* **Arbeitsauftrag**
Schreiben Sie den nachfolgenden Text über Gilly und ihr Umfeld vollständig und Wort für Wort ab.

In diesem Fall ist Gilly nicht nur Smedlers Klientin, Smedler war auch ein guter Freund Lockwoods. Trotzdem gibt sich Gilly rätselhaft. Niemand soll ihr Motiv erfahren, nicht einmal Aragon. Sie verrät ihm nur, dass ihr Mann Marco nicht mehr lange zu leben hat und sie nach seinem Tod ganz allein ist. Sie habe keine Familie und keine Freunde, die sie nicht gekauft habe, so ihre nüchterne Bilanz. Aragon vermutet deshalb, dass sie Pablo finden und zu sich nehmen will. Ihrem Mann Marco erzählt Gilly hingegen, sie möchte an Lockwoods potentiellem Reichtum partizipieren.

Ihre neugierige Haushälterin Violet Smith glaubt an Gott und dass Gilly Marco ermorden und durch Lockwood ersetzen will. Sie hält über den Kirchenkreis engen Kontakt zu Lockwoods erster Ehefrau Ethel. Auch kursiert das Gerücht, Marcos Pfleger Reed, ein ziemlich fieser Mittdreißiger, der es sich im Haus der Deckers bequem eingerichtet hat, wolle Gilly (respektive ihr Geld) heiraten. Die potentiellen Verdächtigen mit ihren mannigfaltigen Motiven wie Gier, Eifersucht oder Rache werden wie nebenbei eingeführt. Nur die Figur, um die sich alles dreht, bleibt unauffindbar – so sieht es zumindest aus.

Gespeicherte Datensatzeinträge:
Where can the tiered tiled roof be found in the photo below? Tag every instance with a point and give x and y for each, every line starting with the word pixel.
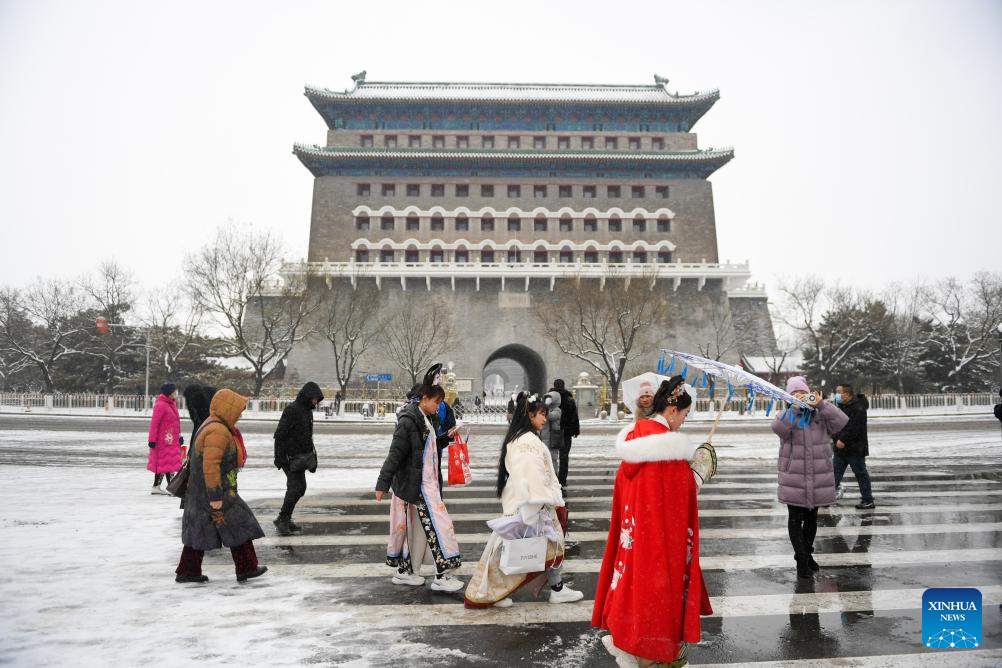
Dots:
pixel 379 91
pixel 703 162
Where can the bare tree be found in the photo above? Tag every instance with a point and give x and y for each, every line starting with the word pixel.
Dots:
pixel 235 278
pixel 349 319
pixel 834 322
pixel 604 327
pixel 965 318
pixel 40 325
pixel 416 335
pixel 173 321
pixel 111 293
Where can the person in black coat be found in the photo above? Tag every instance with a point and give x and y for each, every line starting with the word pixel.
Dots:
pixel 294 437
pixel 197 399
pixel 998 407
pixel 570 426
pixel 851 445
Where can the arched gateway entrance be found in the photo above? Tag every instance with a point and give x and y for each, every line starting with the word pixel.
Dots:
pixel 514 367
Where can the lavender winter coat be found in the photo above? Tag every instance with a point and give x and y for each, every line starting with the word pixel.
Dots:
pixel 165 432
pixel 807 477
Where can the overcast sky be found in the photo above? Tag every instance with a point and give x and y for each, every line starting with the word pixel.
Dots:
pixel 868 134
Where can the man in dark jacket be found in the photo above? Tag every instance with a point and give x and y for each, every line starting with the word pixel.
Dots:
pixel 851 444
pixel 570 426
pixel 293 438
pixel 998 407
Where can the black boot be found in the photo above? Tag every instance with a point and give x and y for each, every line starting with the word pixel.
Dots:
pixel 283 525
pixel 243 577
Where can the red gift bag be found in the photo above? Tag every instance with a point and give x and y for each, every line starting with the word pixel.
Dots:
pixel 459 462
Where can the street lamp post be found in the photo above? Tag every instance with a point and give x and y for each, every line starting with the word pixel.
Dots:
pixel 103 326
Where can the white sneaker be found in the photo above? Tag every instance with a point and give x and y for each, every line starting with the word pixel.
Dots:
pixel 565 595
pixel 409 579
pixel 623 660
pixel 448 584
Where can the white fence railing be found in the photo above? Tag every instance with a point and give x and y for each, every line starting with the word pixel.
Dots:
pixel 133 405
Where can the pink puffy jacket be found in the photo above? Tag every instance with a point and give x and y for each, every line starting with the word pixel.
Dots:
pixel 165 432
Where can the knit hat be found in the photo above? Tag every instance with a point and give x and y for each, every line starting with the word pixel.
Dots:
pixel 798 384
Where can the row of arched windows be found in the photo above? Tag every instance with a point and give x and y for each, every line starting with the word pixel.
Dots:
pixel 512 255
pixel 514 223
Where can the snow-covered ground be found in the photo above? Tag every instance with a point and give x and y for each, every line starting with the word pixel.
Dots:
pixel 87 555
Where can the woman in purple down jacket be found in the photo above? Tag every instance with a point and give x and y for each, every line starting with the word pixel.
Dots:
pixel 807 476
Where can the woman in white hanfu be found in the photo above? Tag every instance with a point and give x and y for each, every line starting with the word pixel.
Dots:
pixel 532 504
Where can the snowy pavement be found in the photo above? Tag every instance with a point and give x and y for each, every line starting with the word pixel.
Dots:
pixel 87 559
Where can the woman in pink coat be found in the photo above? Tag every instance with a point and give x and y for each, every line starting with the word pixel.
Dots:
pixel 165 438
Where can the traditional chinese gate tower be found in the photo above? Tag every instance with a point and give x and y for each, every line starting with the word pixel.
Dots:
pixel 486 194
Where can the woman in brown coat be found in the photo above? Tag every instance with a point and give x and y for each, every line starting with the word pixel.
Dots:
pixel 214 514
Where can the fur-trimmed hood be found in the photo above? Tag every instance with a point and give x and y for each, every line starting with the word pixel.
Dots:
pixel 650 441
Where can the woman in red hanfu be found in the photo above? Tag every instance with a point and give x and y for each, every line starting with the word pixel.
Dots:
pixel 650 591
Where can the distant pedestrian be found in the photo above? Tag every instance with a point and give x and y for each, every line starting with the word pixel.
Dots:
pixel 214 514
pixel 530 501
pixel 421 530
pixel 807 477
pixel 294 446
pixel 998 407
pixel 851 446
pixel 550 434
pixel 650 591
pixel 570 427
pixel 197 399
pixel 164 439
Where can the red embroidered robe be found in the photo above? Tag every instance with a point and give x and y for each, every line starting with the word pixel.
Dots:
pixel 650 591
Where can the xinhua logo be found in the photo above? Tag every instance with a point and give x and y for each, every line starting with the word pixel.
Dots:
pixel 951 618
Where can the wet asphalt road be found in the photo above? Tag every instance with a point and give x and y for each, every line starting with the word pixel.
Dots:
pixel 938 524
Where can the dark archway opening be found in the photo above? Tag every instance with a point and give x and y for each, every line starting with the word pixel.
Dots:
pixel 520 367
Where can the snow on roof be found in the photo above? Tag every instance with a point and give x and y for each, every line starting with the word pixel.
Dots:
pixel 314 150
pixel 768 364
pixel 512 92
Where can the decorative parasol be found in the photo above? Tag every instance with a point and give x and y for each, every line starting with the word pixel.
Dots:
pixel 711 375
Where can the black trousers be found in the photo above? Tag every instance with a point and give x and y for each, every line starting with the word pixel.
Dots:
pixel 296 488
pixel 803 527
pixel 564 460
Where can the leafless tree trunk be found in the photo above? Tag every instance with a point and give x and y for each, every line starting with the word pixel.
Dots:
pixel 807 303
pixel 235 279
pixel 349 319
pixel 965 318
pixel 605 328
pixel 417 334
pixel 39 325
pixel 111 292
pixel 173 324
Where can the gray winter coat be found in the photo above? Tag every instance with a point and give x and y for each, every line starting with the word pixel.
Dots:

* **Richtige Lösung**
In diesem Fall ist Gilly nicht nur Smedlers Klientin, Smedler war auch ein guter Freund Lockwoods. Trotzdem gibt sich Gilly rätselhaft. Niemand soll ihr Motiv erfahren, nicht einmal Aragon. Sie verrät ihm nur, dass ihr Mann Marco nicht mehr lange zu leben hat und sie nach seinem Tod ganz allein ist. Sie habe keine Familie und keine Freunde, die sie nicht gekauft habe, so ihre nüchterne Bilanz. Aragon vermutet deshalb, dass sie Pablo finden und zu sich nehmen will. Ihrem Mann Marco erzählt Gilly hingegen, sie möchte an Lockwoods potentiellem Reichtum partizipieren.

Ihre neugierige Haushälterin Violet Smith glaubt an Gott und dass Gilly Marco ermorden und durch Lockwood ersetzen will. Sie hält über den Kirchenkreis engen Kontakt zu Lockwoods erster Ehefrau Ethel. Auch kursiert das Gerücht, Marcos Pfleger Reed, ein ziemlich fieser Mittdreißiger, der es sich im Haus der Deckers bequem eingerichtet hat, wolle Gilly (respektive ihr Geld) heiraten. Die potentiellen Verdächtigen mit ihren mannigfaltigen Motiven wie Gier, Eifersucht oder Rache werden wie nebenbei eingeführt. Nur die Figur, um die sich alles dreht, bleibt unauffindbar – so sieht es zumindest aus.